(Entries drawn from a collection):

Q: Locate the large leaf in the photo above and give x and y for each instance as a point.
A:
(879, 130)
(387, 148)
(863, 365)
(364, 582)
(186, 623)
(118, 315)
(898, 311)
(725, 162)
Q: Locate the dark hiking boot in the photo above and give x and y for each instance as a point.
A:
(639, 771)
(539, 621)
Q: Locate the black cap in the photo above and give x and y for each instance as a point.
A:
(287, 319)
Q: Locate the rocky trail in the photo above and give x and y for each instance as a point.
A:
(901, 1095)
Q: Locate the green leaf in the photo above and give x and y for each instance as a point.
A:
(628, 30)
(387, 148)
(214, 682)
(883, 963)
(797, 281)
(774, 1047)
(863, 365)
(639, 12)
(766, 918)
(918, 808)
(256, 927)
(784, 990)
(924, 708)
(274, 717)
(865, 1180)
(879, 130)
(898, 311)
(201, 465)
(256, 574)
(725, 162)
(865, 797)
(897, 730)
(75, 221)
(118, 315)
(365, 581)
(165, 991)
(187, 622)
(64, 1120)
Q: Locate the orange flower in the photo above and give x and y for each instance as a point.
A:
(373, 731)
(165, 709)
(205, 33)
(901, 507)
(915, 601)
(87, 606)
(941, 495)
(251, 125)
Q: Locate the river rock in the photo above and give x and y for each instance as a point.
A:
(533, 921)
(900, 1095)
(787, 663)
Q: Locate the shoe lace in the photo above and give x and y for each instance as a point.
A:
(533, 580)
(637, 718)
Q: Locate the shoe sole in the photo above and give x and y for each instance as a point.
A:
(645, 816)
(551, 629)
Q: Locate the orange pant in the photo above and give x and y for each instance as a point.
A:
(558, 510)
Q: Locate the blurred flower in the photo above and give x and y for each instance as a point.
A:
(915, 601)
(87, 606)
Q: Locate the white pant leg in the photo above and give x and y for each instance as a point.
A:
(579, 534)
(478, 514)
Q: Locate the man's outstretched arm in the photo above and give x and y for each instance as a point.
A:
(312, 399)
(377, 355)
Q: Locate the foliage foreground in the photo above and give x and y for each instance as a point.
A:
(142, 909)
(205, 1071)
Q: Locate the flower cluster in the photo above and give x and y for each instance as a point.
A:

(Task description): Write out again the lines between the one containing "Q: Locate the man's" and the one containing "(205, 1071)", inclusive, swapping "Locate" for "Find" and leaving all else unchanged.

(Solution for this exercise):
Q: Find the man's outstretched arm in the photo above and give x and y for each instance as a point.
A:
(312, 399)
(377, 355)
Q: Find the foliage foreground in the photo above and give x and y for each instance as a point.
A:
(142, 909)
(205, 1071)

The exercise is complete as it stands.